-- Source extract --
Search(SearchRequest) -> SearchResponse
Single request/response search.
Request Schema
message SearchRequest {
string query = 1; // Required: tantivy query string
optional uint32 limit = 2; // Default: 100, max: 10000
optional uint32 offset = 3; // Default: 0, for pagination
optional string origin_id = 4; // Filter by origin (optional)
}
Response Schema
message SearchResponse {
repeated SearchResult results = 1;
uint64 total_matches = 2; // Approximate total
uint32 query_time_ms = 3; // Query execution time
}
message SearchResult {
int64 file_id = 1;
string virtual_path = 2;
optional string artist = 3;
optional string album = 4;
optional string title = 5;
float score = 6; // Relevance score
map<string, string> highlights = 7; // Matched fragments
}
Error Cases
| Scenario | gRPC Status | Details |
|---|---|---|
| Empty query | INVALID_ARGUMENT |
"Query cannot be empty" |
| Malformed query syntax | INVALID_ARGUMENT |
tantivy parse error message |
| limit > 10000 | INVALID_ARGUMENT |
"Limit exceeds maximum (10000)" |
| Index unavailable | UNAVAILABLE |
"Search index not ready" |
| Index corrupted | INTERNAL |
"Search index corrupted" |
| Timeout (>5s) | DEADLINE_EXCEEDED |
Client-specified deadline |
Query Syntax
MusicFS uses tantivy query syntax with custom fuzzy support.

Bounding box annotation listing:
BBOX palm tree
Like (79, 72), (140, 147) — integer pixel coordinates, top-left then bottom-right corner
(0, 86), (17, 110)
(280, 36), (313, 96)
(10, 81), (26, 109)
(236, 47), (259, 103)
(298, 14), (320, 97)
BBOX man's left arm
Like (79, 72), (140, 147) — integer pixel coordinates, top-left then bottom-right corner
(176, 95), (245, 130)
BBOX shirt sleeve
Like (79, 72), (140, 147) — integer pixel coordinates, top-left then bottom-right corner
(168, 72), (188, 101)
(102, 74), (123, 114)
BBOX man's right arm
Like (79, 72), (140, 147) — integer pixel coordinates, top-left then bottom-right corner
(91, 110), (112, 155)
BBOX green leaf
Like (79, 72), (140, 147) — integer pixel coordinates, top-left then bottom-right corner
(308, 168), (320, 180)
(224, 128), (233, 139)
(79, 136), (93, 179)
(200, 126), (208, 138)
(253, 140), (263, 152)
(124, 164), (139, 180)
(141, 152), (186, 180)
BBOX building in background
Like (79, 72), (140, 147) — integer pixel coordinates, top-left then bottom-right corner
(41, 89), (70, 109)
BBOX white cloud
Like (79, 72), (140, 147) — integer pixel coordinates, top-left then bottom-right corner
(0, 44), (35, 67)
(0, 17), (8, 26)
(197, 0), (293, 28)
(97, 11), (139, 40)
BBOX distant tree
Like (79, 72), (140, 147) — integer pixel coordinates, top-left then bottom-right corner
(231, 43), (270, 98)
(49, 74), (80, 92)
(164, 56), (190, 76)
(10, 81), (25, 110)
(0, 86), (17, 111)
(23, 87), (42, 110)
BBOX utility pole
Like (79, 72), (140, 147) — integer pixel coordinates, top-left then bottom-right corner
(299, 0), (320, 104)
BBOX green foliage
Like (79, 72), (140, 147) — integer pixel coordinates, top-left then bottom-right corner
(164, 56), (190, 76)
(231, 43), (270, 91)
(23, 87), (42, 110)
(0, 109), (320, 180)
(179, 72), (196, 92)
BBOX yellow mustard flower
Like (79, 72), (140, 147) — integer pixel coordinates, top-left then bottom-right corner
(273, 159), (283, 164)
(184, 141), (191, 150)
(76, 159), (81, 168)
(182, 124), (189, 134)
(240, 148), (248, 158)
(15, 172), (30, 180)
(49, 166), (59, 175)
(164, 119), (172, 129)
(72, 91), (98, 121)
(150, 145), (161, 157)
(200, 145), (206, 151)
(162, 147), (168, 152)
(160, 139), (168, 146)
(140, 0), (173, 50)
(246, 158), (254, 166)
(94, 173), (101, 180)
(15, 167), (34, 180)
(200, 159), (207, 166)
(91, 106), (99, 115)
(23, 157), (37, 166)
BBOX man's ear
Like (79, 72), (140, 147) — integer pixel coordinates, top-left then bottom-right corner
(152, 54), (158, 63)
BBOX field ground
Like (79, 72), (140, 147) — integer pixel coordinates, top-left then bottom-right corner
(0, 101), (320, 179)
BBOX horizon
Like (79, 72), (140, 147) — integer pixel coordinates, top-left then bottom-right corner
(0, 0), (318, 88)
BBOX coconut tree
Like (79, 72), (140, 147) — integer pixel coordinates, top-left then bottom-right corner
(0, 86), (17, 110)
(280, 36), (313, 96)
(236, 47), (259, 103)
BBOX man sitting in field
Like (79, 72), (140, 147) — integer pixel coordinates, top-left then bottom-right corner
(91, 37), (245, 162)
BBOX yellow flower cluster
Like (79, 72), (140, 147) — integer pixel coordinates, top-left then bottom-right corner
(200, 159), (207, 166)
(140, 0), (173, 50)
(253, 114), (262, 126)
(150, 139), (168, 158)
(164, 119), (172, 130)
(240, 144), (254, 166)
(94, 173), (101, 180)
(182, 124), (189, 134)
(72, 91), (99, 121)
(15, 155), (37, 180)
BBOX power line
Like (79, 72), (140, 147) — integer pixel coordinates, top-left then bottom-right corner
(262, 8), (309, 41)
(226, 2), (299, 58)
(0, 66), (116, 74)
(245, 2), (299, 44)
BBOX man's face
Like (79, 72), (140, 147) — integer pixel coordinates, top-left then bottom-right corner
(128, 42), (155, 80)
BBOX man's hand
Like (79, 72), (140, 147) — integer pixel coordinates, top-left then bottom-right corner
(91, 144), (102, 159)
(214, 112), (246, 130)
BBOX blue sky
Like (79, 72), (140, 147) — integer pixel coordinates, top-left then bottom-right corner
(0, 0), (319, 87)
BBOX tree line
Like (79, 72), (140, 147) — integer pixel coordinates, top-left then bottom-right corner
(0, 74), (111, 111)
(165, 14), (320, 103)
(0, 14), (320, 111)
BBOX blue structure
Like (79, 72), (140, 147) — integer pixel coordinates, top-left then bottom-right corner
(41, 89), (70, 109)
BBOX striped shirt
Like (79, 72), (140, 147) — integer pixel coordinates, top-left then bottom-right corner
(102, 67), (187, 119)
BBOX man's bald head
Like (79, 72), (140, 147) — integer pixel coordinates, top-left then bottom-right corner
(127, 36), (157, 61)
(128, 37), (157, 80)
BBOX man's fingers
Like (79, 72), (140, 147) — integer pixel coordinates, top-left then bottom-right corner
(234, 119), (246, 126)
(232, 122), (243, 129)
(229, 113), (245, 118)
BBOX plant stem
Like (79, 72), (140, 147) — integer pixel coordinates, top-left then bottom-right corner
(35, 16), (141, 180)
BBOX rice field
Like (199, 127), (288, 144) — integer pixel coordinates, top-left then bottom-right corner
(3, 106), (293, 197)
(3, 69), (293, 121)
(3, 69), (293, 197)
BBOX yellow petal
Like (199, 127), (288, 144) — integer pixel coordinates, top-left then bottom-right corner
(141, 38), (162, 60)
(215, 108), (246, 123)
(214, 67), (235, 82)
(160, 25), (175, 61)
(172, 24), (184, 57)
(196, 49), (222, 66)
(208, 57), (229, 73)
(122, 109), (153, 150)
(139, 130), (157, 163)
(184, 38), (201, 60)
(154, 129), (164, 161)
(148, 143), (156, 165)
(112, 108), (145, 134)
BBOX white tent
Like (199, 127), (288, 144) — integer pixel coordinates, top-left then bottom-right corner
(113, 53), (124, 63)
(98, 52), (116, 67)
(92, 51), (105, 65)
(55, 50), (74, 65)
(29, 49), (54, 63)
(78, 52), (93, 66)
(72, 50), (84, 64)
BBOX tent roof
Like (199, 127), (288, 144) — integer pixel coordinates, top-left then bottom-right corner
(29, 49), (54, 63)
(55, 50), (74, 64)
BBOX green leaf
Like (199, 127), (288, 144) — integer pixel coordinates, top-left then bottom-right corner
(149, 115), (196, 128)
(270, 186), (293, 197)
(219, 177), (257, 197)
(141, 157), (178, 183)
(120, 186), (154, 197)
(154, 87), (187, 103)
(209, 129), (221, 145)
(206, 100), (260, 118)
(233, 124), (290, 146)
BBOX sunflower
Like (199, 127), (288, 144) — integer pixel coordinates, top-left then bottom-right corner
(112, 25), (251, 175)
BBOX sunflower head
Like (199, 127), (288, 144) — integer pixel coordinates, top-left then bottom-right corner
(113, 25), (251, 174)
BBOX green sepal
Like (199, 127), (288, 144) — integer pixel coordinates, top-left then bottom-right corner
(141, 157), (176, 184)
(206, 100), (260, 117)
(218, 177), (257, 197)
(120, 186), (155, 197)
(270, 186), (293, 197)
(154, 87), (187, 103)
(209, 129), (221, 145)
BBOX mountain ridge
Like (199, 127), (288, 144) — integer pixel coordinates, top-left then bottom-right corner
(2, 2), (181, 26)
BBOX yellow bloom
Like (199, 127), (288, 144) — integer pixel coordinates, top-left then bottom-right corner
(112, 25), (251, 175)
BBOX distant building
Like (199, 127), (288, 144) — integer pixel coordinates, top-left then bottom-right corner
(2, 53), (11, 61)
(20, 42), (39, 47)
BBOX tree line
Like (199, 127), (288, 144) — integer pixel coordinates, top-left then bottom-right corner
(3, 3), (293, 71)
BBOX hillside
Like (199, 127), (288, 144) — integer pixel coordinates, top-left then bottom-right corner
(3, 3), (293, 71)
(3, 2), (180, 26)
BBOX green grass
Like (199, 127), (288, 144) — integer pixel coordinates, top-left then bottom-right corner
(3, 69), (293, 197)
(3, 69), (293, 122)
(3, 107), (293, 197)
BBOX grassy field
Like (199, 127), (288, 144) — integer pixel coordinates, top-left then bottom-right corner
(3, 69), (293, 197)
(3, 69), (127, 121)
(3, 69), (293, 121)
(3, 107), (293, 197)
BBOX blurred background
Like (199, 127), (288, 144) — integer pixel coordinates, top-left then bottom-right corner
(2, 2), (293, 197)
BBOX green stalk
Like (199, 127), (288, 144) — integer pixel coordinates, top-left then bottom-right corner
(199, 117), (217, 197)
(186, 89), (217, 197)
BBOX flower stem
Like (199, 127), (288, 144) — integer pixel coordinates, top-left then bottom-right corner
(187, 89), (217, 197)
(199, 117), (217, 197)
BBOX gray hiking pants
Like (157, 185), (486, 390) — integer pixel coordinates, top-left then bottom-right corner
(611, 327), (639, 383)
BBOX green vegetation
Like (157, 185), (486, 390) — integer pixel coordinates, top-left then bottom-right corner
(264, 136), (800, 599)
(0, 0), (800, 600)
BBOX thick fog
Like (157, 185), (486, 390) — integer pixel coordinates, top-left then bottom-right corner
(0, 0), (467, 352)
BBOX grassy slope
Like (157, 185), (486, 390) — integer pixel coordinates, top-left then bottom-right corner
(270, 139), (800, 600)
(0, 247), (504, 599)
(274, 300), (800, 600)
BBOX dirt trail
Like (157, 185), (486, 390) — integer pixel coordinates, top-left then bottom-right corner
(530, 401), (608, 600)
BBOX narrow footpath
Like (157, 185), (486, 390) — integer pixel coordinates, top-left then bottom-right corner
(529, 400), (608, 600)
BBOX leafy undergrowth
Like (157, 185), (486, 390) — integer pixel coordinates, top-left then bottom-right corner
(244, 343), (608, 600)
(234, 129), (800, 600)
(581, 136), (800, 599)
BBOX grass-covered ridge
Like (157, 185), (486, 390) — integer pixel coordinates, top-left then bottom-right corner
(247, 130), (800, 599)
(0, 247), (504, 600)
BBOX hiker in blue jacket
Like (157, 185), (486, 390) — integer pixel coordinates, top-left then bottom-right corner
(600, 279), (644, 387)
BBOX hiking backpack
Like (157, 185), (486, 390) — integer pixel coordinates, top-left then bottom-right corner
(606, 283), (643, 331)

-- Problems and tasks --
a) Transcribe the search API reference word for word, from start to finish.
b) Format the stretch of the listing from the line containing "BBOX horizon" through the line containing "(128, 42), (155, 80)" as a numbered list, both ends included and blank lines left out. Give only those lines.

-- Answer set --
a)
Search(SearchRequest) -> SearchResponse
Single request/response search.
Request Schema
message SearchRequest {
string query = 1; // Required: tantivy query string
optional uint32 limit = 2; // Default: 100, max: 10000
optional uint32 offset = 3; // Default: 0, for pagination
optional string origin_id = 4; // Filter by origin (optional)
}
Response Schema
message SearchResponse {
repeated SearchResult results = 1;
uint64 total_matches = 2; // Approximate total
uint32 query_time_ms = 3; // Query execution time
}
message SearchResult {
int64 file_id = 1;
string virtual_path = 2;
optional string artist = 3;
optional string album = 4;
optional string title = 5;
float score = 6; // Relevance score
map<string, string> highlights = 7; // Matched fragments
}
Error Cases
| Scenario | gRPC Status | Details |
|---|---|---|
| Empty query | INVALID_ARGUMENT |
"Query cannot be empty" |
| Malformed query syntax | INVALID_ARGUMENT |
tantivy parse error message |
| limit > 10000 | INVALID_ARGUMENT |
"Limit exceeds maximum (10000)" |
| Index unavailable | UNAVAILABLE |
"Search index not ready" |
| Index corrupted | INTERNAL |
"Search index corrupted" |
| Timeout (>5s) | DEADLINE_EXCEEDED |
Client-specified deadline |
Query Syntax
MusicFS uses tantivy query syntax with custom fuzzy support.

b)
1. BBOX horizon
2. Like (79, 72), (140, 147) — integer pixel coordinates, top-left then bottom-right corner
3. (0, 0), (318, 88)
4. BBOX coconut tree
5. Like (79, 72), (140, 147) — integer pixel coordinates, top-left then bottom-right corner
6. (0, 86), (17, 110)
7. (280, 36), (313, 96)
8. (236, 47), (259, 103)
9. BBOX man sitting in field
10. Like (79, 72), (140, 147) — integer pixel coordinates, top-left then bottom-right corner
11. (91, 37), (245, 162)
12. BBOX yellow flower cluster
13. Like (79, 72), (140, 147) — integer pixel coordinates, top-left then bottom-right corner
14. (200, 159), (207, 166)
15. (140, 0), (173, 50)
16. (253, 114), (262, 126)
17. (150, 139), (168, 158)
18. (164, 119), (172, 130)
19. (240, 144), (254, 166)
20. (94, 173), (101, 180)
21. (182, 124), (189, 134)
22. (72, 91), (99, 121)
23. (15, 155), (37, 180)
24. BBOX power line
25. Like (79, 72), (140, 147) — integer pixel coordinates, top-left then bottom-right corner
26. (262, 8), (309, 41)
27. (226, 2), (299, 58)
28. (0, 66), (116, 74)
29. (245, 2), (299, 44)
30. BBOX man's face
31. Like (79, 72), (140, 147) — integer pixel coordinates, top-left then bottom-right corner
32. (128, 42), (155, 80)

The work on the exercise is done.